■ ITEMS ■
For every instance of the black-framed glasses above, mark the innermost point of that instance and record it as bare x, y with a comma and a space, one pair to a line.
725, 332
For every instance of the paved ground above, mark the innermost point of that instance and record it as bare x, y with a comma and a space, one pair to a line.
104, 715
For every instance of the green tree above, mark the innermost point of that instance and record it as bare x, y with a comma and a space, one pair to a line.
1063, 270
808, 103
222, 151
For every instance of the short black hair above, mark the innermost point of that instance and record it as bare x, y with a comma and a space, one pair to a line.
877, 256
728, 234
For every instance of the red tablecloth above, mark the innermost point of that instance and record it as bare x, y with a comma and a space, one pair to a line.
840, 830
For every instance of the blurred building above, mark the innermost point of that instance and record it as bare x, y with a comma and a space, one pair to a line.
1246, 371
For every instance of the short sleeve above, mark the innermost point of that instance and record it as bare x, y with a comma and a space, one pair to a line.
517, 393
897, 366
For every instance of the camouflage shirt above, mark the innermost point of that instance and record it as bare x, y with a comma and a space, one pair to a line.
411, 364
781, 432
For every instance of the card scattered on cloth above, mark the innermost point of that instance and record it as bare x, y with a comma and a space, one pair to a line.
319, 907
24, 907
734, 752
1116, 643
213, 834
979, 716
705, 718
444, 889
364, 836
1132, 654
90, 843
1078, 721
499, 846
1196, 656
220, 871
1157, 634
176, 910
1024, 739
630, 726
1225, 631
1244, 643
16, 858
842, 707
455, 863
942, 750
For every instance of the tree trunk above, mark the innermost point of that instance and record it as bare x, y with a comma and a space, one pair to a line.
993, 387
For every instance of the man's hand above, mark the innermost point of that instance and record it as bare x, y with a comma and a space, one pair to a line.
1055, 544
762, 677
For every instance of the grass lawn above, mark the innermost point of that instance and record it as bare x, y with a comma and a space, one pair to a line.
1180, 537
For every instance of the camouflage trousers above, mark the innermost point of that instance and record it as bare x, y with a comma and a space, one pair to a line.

■ EXERCISE ■
Reproduce verbatim the stretch of the records from the line containing "For every instance of the grass" through the end of the records.

■ RESPONSE ■
For every instance of the grass lawn above, mark the innermost point of that instance and record it as bare x, y with a comma and a space, one pair to a line.
1180, 537
For every instance of the camouflage trousers above, mark the innermost point of that instance and record it as bare x, y with a comma and a space, one pair to a line.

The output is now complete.